Below are lines of data; count those that contain "stick" and give the total alone.

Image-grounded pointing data
□ □ □

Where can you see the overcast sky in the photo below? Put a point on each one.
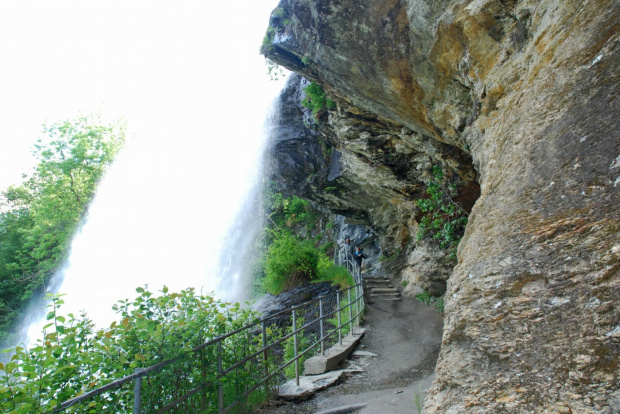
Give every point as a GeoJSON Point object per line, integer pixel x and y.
{"type": "Point", "coordinates": [165, 66]}
{"type": "Point", "coordinates": [188, 79]}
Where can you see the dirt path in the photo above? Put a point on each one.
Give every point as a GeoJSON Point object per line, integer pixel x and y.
{"type": "Point", "coordinates": [406, 336]}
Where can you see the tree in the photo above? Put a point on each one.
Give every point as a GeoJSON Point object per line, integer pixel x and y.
{"type": "Point", "coordinates": [38, 217]}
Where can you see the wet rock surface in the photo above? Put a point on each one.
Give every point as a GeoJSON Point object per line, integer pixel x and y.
{"type": "Point", "coordinates": [527, 92]}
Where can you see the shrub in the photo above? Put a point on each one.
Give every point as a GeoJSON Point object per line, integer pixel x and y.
{"type": "Point", "coordinates": [338, 275]}
{"type": "Point", "coordinates": [73, 357]}
{"type": "Point", "coordinates": [444, 220]}
{"type": "Point", "coordinates": [426, 298]}
{"type": "Point", "coordinates": [289, 262]}
{"type": "Point", "coordinates": [316, 100]}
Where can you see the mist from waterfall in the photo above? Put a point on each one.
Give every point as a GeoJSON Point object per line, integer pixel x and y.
{"type": "Point", "coordinates": [180, 205]}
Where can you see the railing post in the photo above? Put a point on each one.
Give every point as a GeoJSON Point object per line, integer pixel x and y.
{"type": "Point", "coordinates": [339, 318]}
{"type": "Point", "coordinates": [350, 312]}
{"type": "Point", "coordinates": [220, 387]}
{"type": "Point", "coordinates": [137, 392]}
{"type": "Point", "coordinates": [321, 325]}
{"type": "Point", "coordinates": [358, 305]}
{"type": "Point", "coordinates": [265, 355]}
{"type": "Point", "coordinates": [295, 349]}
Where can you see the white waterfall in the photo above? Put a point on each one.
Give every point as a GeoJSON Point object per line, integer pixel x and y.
{"type": "Point", "coordinates": [177, 192]}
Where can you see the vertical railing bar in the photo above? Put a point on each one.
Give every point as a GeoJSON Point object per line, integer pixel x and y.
{"type": "Point", "coordinates": [220, 386]}
{"type": "Point", "coordinates": [295, 349]}
{"type": "Point", "coordinates": [350, 311]}
{"type": "Point", "coordinates": [321, 325]}
{"type": "Point", "coordinates": [339, 317]}
{"type": "Point", "coordinates": [137, 393]}
{"type": "Point", "coordinates": [265, 355]}
{"type": "Point", "coordinates": [358, 305]}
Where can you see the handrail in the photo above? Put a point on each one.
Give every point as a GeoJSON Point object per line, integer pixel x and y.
{"type": "Point", "coordinates": [357, 301]}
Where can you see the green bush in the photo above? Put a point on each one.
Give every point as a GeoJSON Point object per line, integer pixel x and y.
{"type": "Point", "coordinates": [444, 220]}
{"type": "Point", "coordinates": [290, 261]}
{"type": "Point", "coordinates": [73, 357]}
{"type": "Point", "coordinates": [426, 298]}
{"type": "Point", "coordinates": [316, 100]}
{"type": "Point", "coordinates": [337, 275]}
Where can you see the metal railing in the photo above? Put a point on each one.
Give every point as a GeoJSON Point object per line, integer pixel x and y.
{"type": "Point", "coordinates": [255, 358]}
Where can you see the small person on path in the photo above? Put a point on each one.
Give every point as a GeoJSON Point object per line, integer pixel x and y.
{"type": "Point", "coordinates": [359, 255]}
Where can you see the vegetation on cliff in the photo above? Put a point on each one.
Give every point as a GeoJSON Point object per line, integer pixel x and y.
{"type": "Point", "coordinates": [39, 216]}
{"type": "Point", "coordinates": [73, 357]}
{"type": "Point", "coordinates": [295, 246]}
{"type": "Point", "coordinates": [444, 220]}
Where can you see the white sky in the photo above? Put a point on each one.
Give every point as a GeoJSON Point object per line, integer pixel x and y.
{"type": "Point", "coordinates": [163, 65]}
{"type": "Point", "coordinates": [188, 78]}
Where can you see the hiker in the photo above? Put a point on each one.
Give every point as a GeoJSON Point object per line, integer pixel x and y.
{"type": "Point", "coordinates": [359, 255]}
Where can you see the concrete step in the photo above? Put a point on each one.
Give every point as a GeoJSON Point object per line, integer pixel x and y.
{"type": "Point", "coordinates": [384, 290]}
{"type": "Point", "coordinates": [374, 295]}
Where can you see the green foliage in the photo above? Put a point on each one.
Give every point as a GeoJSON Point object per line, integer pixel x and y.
{"type": "Point", "coordinates": [289, 258]}
{"type": "Point", "coordinates": [337, 275]}
{"type": "Point", "coordinates": [289, 212]}
{"type": "Point", "coordinates": [38, 217]}
{"type": "Point", "coordinates": [425, 297]}
{"type": "Point", "coordinates": [444, 220]}
{"type": "Point", "coordinates": [73, 358]}
{"type": "Point", "coordinates": [316, 100]}
{"type": "Point", "coordinates": [290, 261]}
{"type": "Point", "coordinates": [274, 70]}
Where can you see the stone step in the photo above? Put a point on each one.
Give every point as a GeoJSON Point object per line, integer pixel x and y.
{"type": "Point", "coordinates": [371, 287]}
{"type": "Point", "coordinates": [374, 295]}
{"type": "Point", "coordinates": [384, 290]}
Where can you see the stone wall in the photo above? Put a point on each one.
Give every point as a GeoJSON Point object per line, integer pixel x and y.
{"type": "Point", "coordinates": [522, 98]}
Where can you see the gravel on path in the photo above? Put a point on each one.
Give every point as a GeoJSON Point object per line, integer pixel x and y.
{"type": "Point", "coordinates": [406, 336]}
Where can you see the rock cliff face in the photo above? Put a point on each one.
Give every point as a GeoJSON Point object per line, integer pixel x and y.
{"type": "Point", "coordinates": [520, 98]}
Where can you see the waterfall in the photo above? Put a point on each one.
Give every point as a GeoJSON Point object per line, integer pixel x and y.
{"type": "Point", "coordinates": [179, 206]}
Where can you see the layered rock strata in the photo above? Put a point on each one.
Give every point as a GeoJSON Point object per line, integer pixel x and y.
{"type": "Point", "coordinates": [529, 90]}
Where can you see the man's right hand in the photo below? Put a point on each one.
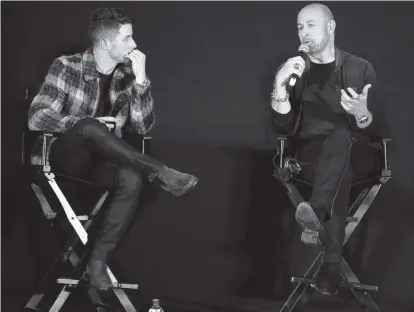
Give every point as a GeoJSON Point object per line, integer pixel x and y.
{"type": "Point", "coordinates": [295, 65]}
{"type": "Point", "coordinates": [108, 121]}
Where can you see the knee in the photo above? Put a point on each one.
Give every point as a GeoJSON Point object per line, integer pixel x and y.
{"type": "Point", "coordinates": [129, 179]}
{"type": "Point", "coordinates": [342, 134]}
{"type": "Point", "coordinates": [88, 127]}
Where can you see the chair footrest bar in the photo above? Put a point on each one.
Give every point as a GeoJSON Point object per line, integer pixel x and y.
{"type": "Point", "coordinates": [352, 219]}
{"type": "Point", "coordinates": [356, 286]}
{"type": "Point", "coordinates": [73, 282]}
{"type": "Point", "coordinates": [83, 218]}
{"type": "Point", "coordinates": [33, 309]}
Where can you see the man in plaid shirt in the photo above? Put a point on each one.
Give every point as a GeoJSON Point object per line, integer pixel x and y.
{"type": "Point", "coordinates": [90, 98]}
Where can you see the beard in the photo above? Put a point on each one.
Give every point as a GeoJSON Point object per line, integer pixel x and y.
{"type": "Point", "coordinates": [317, 47]}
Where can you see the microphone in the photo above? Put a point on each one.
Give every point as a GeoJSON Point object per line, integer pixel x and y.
{"type": "Point", "coordinates": [303, 52]}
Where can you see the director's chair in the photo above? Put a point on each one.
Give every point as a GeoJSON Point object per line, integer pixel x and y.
{"type": "Point", "coordinates": [55, 288]}
{"type": "Point", "coordinates": [287, 170]}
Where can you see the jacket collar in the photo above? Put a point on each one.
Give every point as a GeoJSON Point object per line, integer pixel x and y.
{"type": "Point", "coordinates": [89, 65]}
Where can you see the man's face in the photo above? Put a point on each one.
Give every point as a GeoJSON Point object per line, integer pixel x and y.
{"type": "Point", "coordinates": [122, 44]}
{"type": "Point", "coordinates": [313, 29]}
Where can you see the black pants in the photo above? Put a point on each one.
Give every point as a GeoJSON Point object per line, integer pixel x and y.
{"type": "Point", "coordinates": [332, 163]}
{"type": "Point", "coordinates": [90, 151]}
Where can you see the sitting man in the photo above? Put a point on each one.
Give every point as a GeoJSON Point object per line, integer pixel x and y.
{"type": "Point", "coordinates": [90, 97]}
{"type": "Point", "coordinates": [328, 115]}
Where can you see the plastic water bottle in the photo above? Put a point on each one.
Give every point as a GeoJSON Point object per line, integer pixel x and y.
{"type": "Point", "coordinates": [156, 306]}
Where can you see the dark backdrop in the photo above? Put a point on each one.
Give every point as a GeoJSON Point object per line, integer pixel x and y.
{"type": "Point", "coordinates": [211, 65]}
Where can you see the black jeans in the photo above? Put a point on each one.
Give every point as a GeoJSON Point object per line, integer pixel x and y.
{"type": "Point", "coordinates": [334, 162]}
{"type": "Point", "coordinates": [90, 151]}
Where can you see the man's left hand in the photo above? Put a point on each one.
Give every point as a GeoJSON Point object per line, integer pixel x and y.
{"type": "Point", "coordinates": [138, 65]}
{"type": "Point", "coordinates": [357, 105]}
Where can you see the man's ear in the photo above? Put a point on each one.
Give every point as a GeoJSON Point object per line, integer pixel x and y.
{"type": "Point", "coordinates": [331, 26]}
{"type": "Point", "coordinates": [105, 44]}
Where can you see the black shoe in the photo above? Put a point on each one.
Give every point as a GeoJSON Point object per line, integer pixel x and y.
{"type": "Point", "coordinates": [97, 275]}
{"type": "Point", "coordinates": [309, 218]}
{"type": "Point", "coordinates": [175, 182]}
{"type": "Point", "coordinates": [329, 278]}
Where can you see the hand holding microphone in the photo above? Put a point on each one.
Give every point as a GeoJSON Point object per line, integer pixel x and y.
{"type": "Point", "coordinates": [292, 69]}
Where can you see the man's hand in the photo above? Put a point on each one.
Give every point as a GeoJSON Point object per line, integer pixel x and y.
{"type": "Point", "coordinates": [357, 105]}
{"type": "Point", "coordinates": [108, 121]}
{"type": "Point", "coordinates": [295, 65]}
{"type": "Point", "coordinates": [138, 65]}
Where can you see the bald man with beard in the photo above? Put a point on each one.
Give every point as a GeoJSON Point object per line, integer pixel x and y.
{"type": "Point", "coordinates": [331, 110]}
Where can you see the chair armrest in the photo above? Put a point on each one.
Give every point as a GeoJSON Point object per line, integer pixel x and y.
{"type": "Point", "coordinates": [29, 140]}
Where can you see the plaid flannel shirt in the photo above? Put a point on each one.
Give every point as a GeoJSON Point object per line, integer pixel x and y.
{"type": "Point", "coordinates": [71, 92]}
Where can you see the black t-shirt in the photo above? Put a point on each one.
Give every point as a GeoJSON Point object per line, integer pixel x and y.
{"type": "Point", "coordinates": [322, 110]}
{"type": "Point", "coordinates": [104, 106]}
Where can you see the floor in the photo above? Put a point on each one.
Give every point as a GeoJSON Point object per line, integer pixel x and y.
{"type": "Point", "coordinates": [77, 302]}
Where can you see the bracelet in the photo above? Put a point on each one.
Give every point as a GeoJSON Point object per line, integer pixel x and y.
{"type": "Point", "coordinates": [280, 99]}
{"type": "Point", "coordinates": [363, 119]}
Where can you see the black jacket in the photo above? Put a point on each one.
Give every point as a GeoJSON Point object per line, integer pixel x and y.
{"type": "Point", "coordinates": [351, 71]}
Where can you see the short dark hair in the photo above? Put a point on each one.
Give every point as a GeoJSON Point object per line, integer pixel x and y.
{"type": "Point", "coordinates": [104, 23]}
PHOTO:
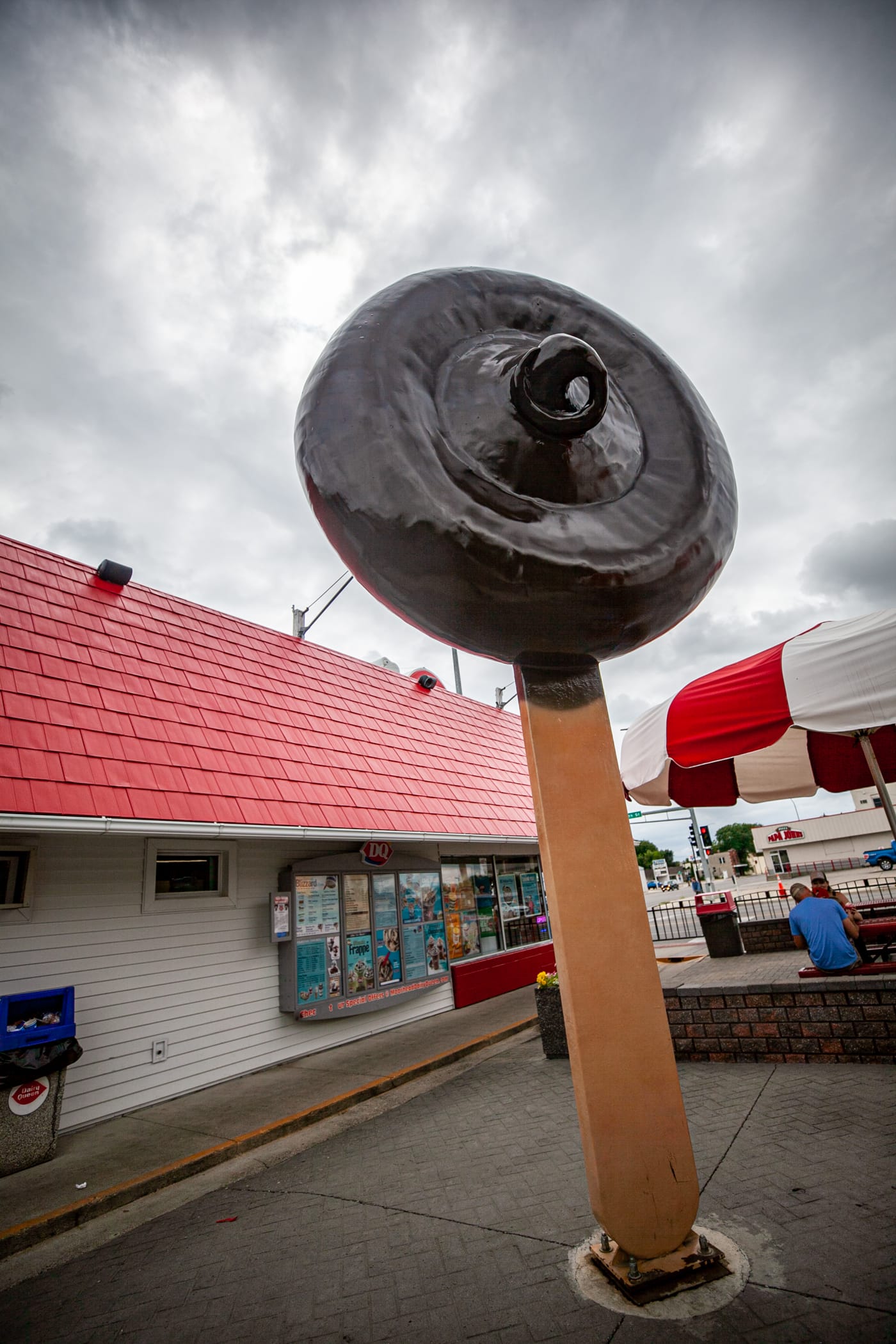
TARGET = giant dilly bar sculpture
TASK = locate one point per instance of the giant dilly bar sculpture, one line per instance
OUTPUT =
(522, 474)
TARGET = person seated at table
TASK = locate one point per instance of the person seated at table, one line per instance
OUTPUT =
(824, 928)
(822, 888)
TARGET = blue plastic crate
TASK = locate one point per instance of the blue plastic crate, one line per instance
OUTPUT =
(36, 1018)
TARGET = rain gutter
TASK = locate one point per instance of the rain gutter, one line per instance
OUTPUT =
(228, 831)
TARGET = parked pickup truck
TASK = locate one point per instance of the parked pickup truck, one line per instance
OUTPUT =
(884, 859)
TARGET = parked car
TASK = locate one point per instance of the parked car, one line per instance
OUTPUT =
(884, 859)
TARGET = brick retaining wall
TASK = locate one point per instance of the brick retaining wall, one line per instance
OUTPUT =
(766, 936)
(792, 1025)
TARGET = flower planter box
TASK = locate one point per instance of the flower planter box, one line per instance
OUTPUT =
(551, 1025)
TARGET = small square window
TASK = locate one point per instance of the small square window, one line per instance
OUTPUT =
(14, 877)
(190, 877)
(179, 874)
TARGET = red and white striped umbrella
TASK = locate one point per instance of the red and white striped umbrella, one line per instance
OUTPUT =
(778, 724)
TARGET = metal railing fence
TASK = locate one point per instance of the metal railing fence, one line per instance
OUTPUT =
(677, 921)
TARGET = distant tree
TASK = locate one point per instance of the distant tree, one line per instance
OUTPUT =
(737, 835)
(646, 852)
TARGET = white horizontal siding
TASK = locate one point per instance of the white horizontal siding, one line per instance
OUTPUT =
(206, 982)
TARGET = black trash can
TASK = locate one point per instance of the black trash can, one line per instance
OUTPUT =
(36, 1046)
(719, 924)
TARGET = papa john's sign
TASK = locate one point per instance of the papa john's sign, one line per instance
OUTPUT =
(783, 834)
(376, 852)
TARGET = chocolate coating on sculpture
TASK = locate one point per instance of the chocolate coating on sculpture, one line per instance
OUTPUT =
(496, 504)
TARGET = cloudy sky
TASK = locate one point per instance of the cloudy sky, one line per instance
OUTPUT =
(196, 194)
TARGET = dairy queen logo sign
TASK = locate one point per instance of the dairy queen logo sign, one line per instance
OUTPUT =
(28, 1097)
(376, 852)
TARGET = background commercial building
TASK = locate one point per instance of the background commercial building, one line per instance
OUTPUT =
(829, 843)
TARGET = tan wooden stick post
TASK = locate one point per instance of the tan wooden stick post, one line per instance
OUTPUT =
(634, 1132)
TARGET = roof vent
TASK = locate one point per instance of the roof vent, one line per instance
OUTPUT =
(112, 573)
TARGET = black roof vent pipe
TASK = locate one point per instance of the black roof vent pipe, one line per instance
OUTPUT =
(112, 573)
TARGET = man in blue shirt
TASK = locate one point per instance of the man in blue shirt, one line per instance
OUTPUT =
(822, 926)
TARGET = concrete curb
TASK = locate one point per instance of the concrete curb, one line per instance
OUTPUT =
(23, 1235)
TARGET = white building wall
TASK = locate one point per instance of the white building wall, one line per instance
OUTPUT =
(845, 835)
(207, 982)
(870, 797)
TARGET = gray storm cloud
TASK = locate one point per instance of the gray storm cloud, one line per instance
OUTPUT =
(196, 195)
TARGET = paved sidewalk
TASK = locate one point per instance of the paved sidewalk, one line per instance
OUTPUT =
(155, 1146)
(452, 1218)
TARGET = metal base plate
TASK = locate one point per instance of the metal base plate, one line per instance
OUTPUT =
(649, 1280)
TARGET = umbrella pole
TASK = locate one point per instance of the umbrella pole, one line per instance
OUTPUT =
(877, 776)
(634, 1132)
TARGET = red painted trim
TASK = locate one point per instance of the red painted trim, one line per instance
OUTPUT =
(485, 977)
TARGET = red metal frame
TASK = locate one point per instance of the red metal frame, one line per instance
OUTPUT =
(485, 977)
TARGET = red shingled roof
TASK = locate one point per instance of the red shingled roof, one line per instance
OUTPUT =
(132, 703)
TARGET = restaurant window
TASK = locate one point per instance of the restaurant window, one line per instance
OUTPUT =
(472, 922)
(523, 909)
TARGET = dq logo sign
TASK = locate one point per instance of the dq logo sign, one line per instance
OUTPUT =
(376, 852)
(28, 1097)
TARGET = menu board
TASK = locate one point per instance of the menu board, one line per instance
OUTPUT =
(280, 916)
(359, 964)
(531, 894)
(330, 906)
(385, 911)
(414, 952)
(316, 904)
(310, 971)
(436, 948)
(333, 968)
(388, 956)
(422, 890)
(355, 898)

□ □ □

ANSWER TO THIS PROBLEM: 2